Start of Passage shown

Murder at Morija
African Studies Review, Dec 2004 by Weisfelder, Richard
Tim Couzens. Murder at Morija. Johannesburg: Random House. 2003. xxii 474 pp. Genealogies. Maps. Photographs. Sources. Index. R 250. Cloth.
The unsolved murder in 1920 of Édouard Jacottet, a sixty-two-year-old Paris Evangelical Society missionary, is the bait used by Tim Couzens to get readers to explore the precolonial and colonial history of Lesotho. Erroneously characterized as "fiction" in one list of recent publications, probably because its title sounds like a whodunit, this book has been meticulously researched. In addition to having pursued extensive archival work and interviewing in Lesotho, South Africa, Britain, France, and Switzerland, Couzens almost perished in a blizzard high in the Drakensberg while following the route Jacottet took on one of his journeys through the mountainous interior of Lesotho.
Although Murder at Morija has sold over seven thousand copies, primarily in southern Africa, and has received very positive reviews, the book demonstrates that more is not necessarily better when it comes to narrating a gripping tale. Couzens's most salient theme is the heroic and ultimately successful struggle of several generations of missionaries to establish their denomination in Lesotho and then to transform it into the self-sustaining Lesotho Evangelical Church run by indigenous Basotho clergy and laity. This was the cause to which Jacottet had committed himself despite considerable resistance among his fellow missionaries. Unfortunately, Couzens seemed compelled by his insatiable curiosity to digress into virtually every other conceivably related theme. Hence the book includes far more than was needed about the early history of the Basotho nation under its founder, Moshoeshoe, about theological disputes among Swiss and French Calvinists, and about the historical use of poisons and the fates of poisoners, especially those who were female or parricides.

End of Passage shown
Start of Provided information

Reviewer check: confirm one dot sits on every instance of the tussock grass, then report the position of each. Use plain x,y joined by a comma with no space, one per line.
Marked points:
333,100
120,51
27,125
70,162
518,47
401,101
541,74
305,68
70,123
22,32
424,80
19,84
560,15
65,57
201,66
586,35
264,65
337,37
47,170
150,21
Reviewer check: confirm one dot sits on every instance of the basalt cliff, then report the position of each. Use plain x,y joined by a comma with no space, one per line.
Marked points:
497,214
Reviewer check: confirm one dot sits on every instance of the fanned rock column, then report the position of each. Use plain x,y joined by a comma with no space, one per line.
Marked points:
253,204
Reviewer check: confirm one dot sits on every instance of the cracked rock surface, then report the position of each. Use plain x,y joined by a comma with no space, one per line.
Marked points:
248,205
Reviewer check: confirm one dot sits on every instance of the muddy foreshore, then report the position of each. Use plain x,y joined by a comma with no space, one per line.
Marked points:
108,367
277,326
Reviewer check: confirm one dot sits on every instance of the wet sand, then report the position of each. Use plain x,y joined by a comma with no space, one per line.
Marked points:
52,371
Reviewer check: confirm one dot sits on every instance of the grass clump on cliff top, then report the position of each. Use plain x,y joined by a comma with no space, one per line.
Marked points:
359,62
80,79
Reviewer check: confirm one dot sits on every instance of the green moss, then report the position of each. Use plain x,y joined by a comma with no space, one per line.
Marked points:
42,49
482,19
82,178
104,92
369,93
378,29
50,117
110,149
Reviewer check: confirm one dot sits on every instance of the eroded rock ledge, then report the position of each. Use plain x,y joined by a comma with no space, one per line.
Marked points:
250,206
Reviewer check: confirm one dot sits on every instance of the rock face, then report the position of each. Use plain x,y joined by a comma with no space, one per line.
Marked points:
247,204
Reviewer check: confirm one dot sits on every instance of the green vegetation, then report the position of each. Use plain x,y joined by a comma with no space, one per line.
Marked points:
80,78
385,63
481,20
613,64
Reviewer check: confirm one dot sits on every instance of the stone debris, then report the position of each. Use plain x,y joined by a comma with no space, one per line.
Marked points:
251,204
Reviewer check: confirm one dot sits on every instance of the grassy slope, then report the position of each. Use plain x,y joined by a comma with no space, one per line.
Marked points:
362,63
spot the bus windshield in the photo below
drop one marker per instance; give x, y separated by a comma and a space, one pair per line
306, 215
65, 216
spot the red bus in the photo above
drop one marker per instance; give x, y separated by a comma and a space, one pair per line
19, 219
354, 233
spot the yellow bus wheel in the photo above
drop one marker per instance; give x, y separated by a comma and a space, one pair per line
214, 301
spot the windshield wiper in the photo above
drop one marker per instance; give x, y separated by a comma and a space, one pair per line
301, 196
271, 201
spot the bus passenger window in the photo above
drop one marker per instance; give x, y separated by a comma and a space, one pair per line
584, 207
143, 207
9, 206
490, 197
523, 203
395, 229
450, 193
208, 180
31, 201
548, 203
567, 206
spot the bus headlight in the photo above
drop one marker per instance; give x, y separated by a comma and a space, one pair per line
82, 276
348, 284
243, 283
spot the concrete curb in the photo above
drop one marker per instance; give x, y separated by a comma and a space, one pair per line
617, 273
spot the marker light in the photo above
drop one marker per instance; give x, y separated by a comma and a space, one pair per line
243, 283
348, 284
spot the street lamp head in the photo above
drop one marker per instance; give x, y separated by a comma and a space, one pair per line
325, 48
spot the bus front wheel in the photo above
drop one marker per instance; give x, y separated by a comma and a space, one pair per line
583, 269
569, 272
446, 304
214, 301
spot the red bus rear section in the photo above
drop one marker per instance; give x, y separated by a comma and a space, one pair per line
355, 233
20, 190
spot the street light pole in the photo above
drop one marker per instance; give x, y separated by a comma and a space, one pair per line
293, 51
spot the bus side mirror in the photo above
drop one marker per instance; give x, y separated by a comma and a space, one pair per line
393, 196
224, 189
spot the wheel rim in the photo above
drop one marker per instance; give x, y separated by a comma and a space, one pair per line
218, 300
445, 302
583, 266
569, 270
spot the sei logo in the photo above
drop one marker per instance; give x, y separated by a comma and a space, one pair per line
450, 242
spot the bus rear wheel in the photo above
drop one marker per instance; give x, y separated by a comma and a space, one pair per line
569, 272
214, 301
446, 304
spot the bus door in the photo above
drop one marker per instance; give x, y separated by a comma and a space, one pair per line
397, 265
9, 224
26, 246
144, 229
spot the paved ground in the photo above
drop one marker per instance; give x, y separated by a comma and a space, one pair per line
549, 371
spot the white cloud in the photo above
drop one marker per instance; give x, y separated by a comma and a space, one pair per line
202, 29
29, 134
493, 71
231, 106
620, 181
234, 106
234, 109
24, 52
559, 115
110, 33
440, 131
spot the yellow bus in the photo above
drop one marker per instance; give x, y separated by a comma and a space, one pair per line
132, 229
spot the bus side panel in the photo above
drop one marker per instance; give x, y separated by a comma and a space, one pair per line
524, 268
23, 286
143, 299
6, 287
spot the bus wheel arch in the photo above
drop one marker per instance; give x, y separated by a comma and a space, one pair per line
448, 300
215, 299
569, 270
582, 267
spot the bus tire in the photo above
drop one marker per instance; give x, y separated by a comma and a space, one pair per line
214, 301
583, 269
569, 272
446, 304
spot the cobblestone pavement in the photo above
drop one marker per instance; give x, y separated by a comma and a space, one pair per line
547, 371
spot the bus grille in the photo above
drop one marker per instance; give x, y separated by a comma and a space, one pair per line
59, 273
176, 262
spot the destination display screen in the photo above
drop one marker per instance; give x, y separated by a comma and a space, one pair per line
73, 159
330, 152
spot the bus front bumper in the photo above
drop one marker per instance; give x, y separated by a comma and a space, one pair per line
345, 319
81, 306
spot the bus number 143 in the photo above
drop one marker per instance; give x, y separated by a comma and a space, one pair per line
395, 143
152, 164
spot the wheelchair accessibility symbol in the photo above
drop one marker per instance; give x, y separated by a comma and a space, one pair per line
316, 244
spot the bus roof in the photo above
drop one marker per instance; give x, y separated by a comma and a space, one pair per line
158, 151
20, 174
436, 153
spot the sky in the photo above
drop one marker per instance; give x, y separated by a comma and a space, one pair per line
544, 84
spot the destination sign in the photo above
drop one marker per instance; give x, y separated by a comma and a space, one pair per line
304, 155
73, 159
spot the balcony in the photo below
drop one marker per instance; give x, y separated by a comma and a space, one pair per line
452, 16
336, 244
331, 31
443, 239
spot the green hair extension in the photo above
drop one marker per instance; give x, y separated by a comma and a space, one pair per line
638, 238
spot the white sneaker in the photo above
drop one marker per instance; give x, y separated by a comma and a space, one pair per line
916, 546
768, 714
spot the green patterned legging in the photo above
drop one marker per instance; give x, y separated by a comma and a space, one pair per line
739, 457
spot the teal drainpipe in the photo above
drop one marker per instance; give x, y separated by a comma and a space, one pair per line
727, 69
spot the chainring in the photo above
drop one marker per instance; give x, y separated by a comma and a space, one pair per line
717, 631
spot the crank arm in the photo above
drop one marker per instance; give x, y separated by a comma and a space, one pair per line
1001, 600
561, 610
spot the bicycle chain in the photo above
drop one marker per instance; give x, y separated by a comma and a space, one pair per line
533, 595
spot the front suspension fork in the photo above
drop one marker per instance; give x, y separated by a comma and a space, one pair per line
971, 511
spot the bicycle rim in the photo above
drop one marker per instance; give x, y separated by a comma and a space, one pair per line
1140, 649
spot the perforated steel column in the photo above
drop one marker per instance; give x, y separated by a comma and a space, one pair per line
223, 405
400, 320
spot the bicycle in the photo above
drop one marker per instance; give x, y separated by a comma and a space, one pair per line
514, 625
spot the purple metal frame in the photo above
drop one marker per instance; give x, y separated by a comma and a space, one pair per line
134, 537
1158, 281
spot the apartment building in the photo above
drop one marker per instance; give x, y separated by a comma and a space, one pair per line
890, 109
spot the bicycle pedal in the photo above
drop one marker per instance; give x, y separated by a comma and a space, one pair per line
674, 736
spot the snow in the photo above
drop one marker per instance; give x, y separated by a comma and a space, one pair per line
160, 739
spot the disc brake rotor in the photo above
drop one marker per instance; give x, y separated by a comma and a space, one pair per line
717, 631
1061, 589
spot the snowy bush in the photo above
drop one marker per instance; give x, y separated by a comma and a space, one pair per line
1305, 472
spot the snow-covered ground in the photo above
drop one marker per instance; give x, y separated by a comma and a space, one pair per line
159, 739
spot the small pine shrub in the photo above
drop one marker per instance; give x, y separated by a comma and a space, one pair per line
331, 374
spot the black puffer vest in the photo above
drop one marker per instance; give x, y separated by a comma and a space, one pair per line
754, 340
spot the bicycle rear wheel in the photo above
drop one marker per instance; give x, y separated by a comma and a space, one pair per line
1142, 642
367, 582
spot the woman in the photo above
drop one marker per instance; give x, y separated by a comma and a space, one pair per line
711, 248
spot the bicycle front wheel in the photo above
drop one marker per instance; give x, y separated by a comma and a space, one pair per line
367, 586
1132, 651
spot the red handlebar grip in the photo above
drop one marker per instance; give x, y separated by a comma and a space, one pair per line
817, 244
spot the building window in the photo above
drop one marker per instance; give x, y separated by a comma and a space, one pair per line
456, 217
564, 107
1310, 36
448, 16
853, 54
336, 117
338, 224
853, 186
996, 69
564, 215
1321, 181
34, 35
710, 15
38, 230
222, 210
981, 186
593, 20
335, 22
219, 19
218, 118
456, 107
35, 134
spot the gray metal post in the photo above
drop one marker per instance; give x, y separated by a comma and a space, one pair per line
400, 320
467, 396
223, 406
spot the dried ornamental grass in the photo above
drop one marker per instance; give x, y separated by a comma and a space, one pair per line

End of Provided information

Prompt 1
According to the book review, in what year was Édouard Jacottet murdered?
Prompt 2
List every country in which the book review says Couzens carried out archival work and interviewing.
Prompt 3
Set down the book review's wording starting at "The unsolved murder" and ending at "interior of Lesotho.".

Answer area 1
1920

Answer area 2
Lesotho, South Africa, Britain, France, Switzerland

Answer area 3
The unsolved murder in 1920 of Édouard Jacottet, a sixty-two-year-old Paris Evangelical Society missionary, is the bait used by Tim Couzens to get readers to explore the precolonial and colonial history of Lesotho. Erroneously characterized as "fiction" in one list of recent publications, probably because its title sounds like a whodunit, this book has been meticulously researched. In addition to having pursued extensive archival work and interviewing in Lesotho, South Africa, Britain, France, and Switzerland, Couzens almost perished in a blizzard high in the Drakensberg while following the route Jacottet took on one of his journeys through the mountainous interior of Lesotho.